§ **INSTRUCTIONS TO FOLLOW**:
The word "lands" may appear in the records below. Report how many lines contain it, and write nothing besides the number.

§ **DATA RECORDS**:
↓
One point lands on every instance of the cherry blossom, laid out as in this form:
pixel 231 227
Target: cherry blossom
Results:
↑
↓
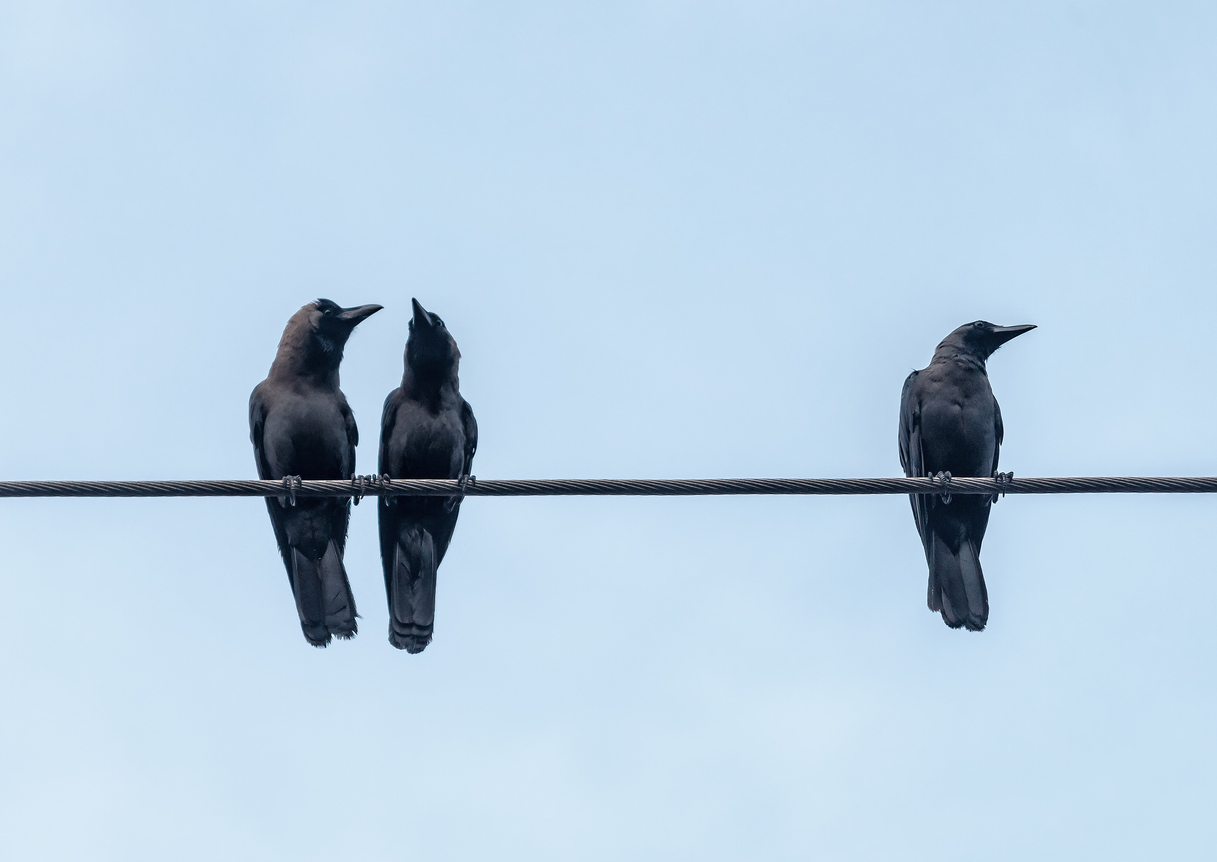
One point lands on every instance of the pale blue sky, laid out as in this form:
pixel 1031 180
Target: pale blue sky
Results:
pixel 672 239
↑
↓
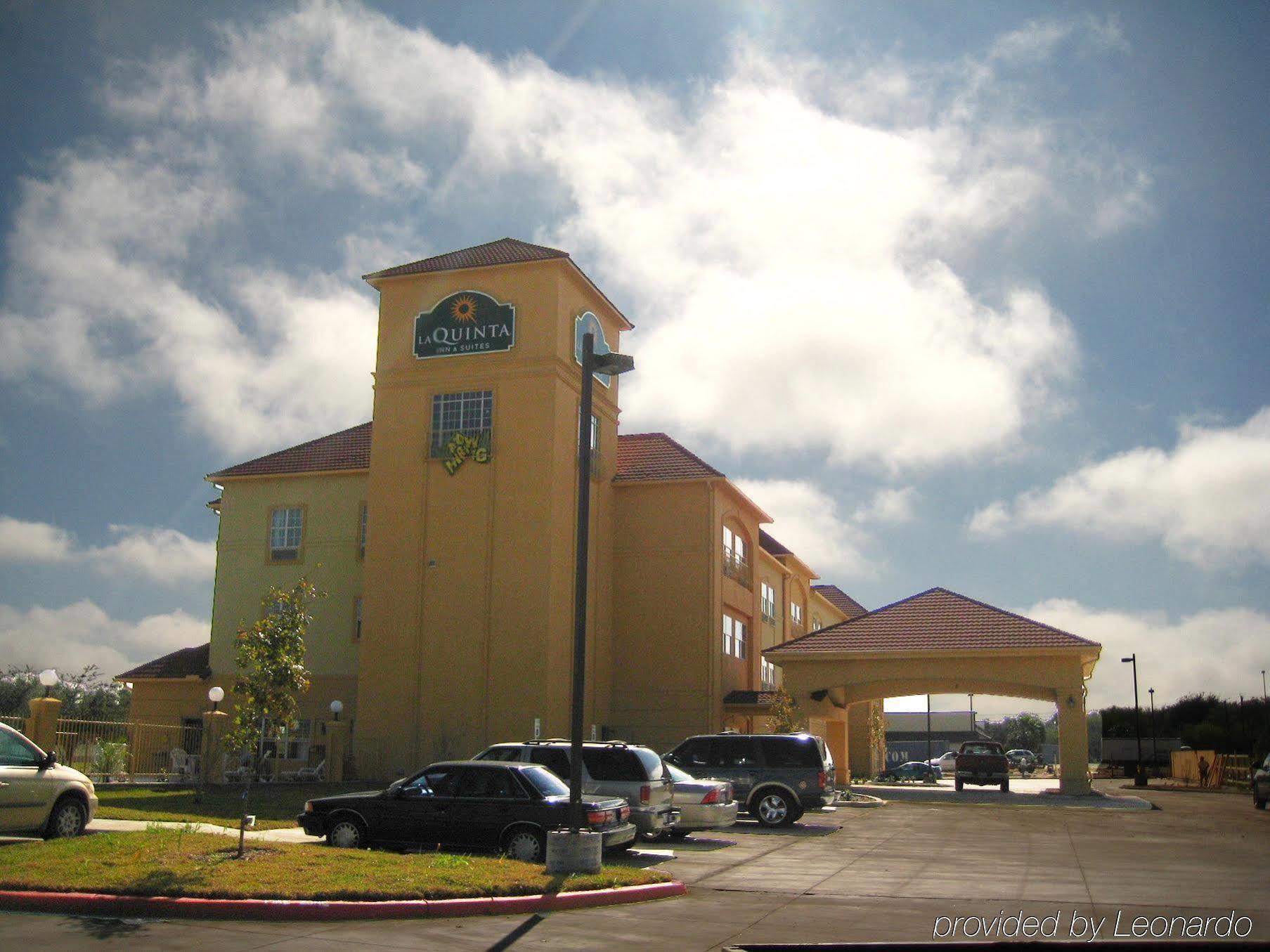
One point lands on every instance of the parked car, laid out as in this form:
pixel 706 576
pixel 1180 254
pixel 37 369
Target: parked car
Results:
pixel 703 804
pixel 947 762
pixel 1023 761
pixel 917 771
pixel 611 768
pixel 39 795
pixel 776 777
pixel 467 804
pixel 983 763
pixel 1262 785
↑
§ **TASK OUTPUT**:
3